EXERCICES:
(a) D'après le texte sur la philosophie, quelle est la figure la plus misérable de la répétition dans les domaines artistiques ?
(b) Recopiez fidèlement le passage du texte sur la philosophie qui va de « La pensée et » jusqu'à « l’avenir du futur. » inclus.
(c) Rédigez la suite du texte sur la philosophie en reprenant juste après sa dernière phrase.

EXTRAIT CHOISI:
-----
Qu’est-ce que la philosophie ?

La pensée et le nom, suite

 

Je veux vous montrer pour finir que la promesse, en ouvrant le destin par opposition à la destinée, est expressément production de littérature. Si la promesse est paradigmatiquement la parole paternelle (et non le discours) alors elle est à mon avis don de la littérature. Or ce don, c’est lui qui permet de penser la tradition, dont je viens de vous expliquer longuement qu’elle était la réalité même de la philosophie (c’est pourquoi il ne peut pas y avoir de philosophie naïve, comme je l’ai souvent souligné). Commençons donc par la philosophie, et je terminerai sur la production de la littérature par la promesse en général, c’est-à-dire entendue comme l’opération qui distingue l’avenir du futur.

La philosophie est originellement littérature

Il était inévitable qu’on arrive à la notion cruciale de la philosophie, qui n’est pas celle de la réflexion ni celle du savoir mais celle de son autre, la littérature – si j’ai raison de dire que la philosophie n’est elle-même qu’en distinction de ce qu’elle est effectivement (la métaphysique). Mon idée est que si la philosophie est inséparable de son propre caractère traditionnel (à l’encontre de la science qui est toujours celle d’aujourd’hui, celle du passé étant idéalement toujours déjà renvoyée aux oubliettes) et que ce caractère traditionnel, comme ” métaphoricité “, est la production fictionnelle de l’origine, puisqu’elle se fait rétrospectivement depuis une invention et non pas depuis une conséquence.

Concrètement, je veux indiquer que la nature traditionnelle de la philosophie implique que chacune de ses étapes (de ses noms) soit toujours déjà instituée comme fictionnelle, et je le fais en m’appuyant sur ce que j’ai dit précédemment à savoir que la tradition n’avait jamais de réalité que métaphorique. La tradition, quand on la pense prospectivement, c’est toujours le don d’un avenir et jamais d’un futur (la répétition est justement la mort de la tradition, comme on le voit dans tous les domaines artistiques et dans sa figure la plus misérable qui est l’artisanat pour touristes). Si donc vous m’accordez qu’en toute tradition il s’agit que le temps soit donné autrement dit qu’il soit un avenir et non pas un futur, alors vous m’accordez la possibilité de concevoir chacune des étapes comme ce que la suivante a depuis toujours métaphorisé, et par conséquent institué en fiction.
-----
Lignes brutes

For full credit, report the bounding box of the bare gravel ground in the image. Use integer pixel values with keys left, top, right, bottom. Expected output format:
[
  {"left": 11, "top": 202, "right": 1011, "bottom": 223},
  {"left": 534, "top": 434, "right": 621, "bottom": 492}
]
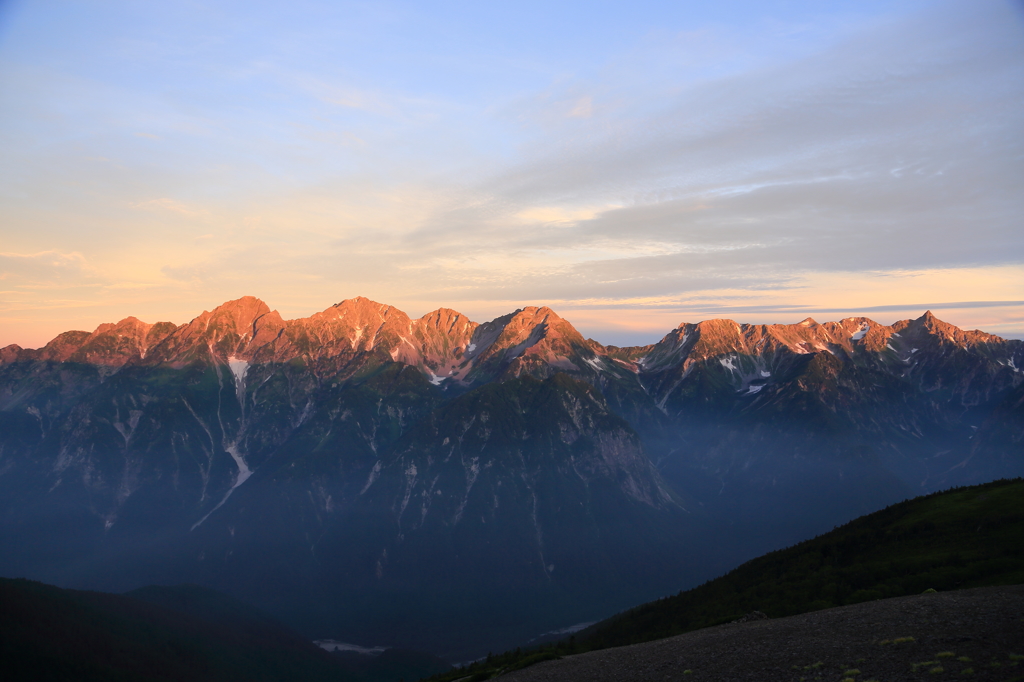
[{"left": 502, "top": 585, "right": 1024, "bottom": 682}]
-----
CORRIGÉS CI-DESSOUS:
(a) L'artisanat pour touristes.

(b)
La pensée et le nom, suite

 

Je veux vous montrer pour finir que la promesse, en ouvrant le destin par opposition à la destinée, est expressément production de littérature. Si la promesse est paradigmatiquement la parole paternelle (et non le discours) alors elle est à mon avis don de la littérature. Or ce don, c’est lui qui permet de penser la tradition, dont je viens de vous expliquer longuement qu’elle était la réalité même de la philosophie (c’est pourquoi il ne peut pas y avoir de philosophie naïve, comme je l’ai souvent souligné). Commençons donc par la philosophie, et je terminerai sur la production de la littérature par la promesse en général, c’est-à-dire entendue comme l’opération qui distingue l’avenir du futur.

(c)
Ainsi, sauf à idéaliser en ” Esprit ” substantiel l’histoire de la philosophie (et encore : ce serait faire injure à Hegel que d’imaginer qu’il néglige le génie propre des penseurs et donc leur irréductibilité), personne ne dira jamais que Spinoza ou Leibniz étaient objectivement impliqués dans Descartes. De sorte que la tradition cartésienne, comme production métaphorique, est par là même l’institution d’une fiction qu’on peut exemplifier en parlant du Descartes de Spinoza ou du Descartes de Leibniz. C’est depuis le deus sive naturaet depuis le parallélisme des attributs, ou alors depuis la monade et l’harmonie préétablie, qu’on peut interroger le sujet substantiel et la différence de l’étendue et de la pensée. Or ces réalités, comme produites par une réflexion expressément opérée depuis une invention (et non pas une représentation exacte !), comment les appeler, sinon littéraires ? Spinoza est l’auteur de son Descartes comme Flaubert l’est de son héroïne, précisément parce que Descartes est l’origine de Spinoza, que l’origine n’est tout simplement rien, et qu’on nomme expressément ” littérature ” le dit de ce ” rien ” ! Voilà, c’est tout : mon argument n’est pas compliqué.

Donc quand j’interroge sur la lecture spinozienne de Descartes, par exemple, il va de soi que je mentionne le caractère structurellement traditionnel de la philosophie et par là même que je désigne cette lecture (opération littéraire s’il en est) comme la production de l’origine, c’est-à-dire expressément comme littérature.

Si donc la philosophie est intrinsèquement faite de sa propre tradition, alors elle est toujours déjà un procès production fictionnelle. Car c’est bien cela, une tradition : jamais, absolument jamais, elle ne concerne ce qui a objectivement existé. On le voit d’ailleurs bien dès qu’il s’agit par exemple de tradition régionale : n’importe quel historien peut nous expliquer que tout cela est du reconstruit et même, le plus souvent, de l’inventé. Si on laisse de côté l’aspect pour le moins déplaisant de tous les régionalismes et autres ethnicismes (car en fait, il s’agit seulement de s’autoriser à jouir, en l’occurrence d’une ” identité ” – attitude mensongère qui est toujours mortifère), on voit bien que la tradition est précisément constituée à l’encontre de la possibilité même du savoir historique. L’historien sérieux a toujours beau jeu de montrer, preuves à l’appui, que toutes les ” racines ” sont purement imaginaires et souvent d’invention très récente. Il a raison, bien entendu, mais on aurait tort d’en rester là parce qu’on se rendrait définitivement incompréhensible l’idée de tradition, qui n’implique nullement le mensonge mais qui est toujours déjà engagée sur la voie de la fiction. Et cette fiction où l’origine est pieusement produite c’est la pensée, donc la réalité même de la tradition !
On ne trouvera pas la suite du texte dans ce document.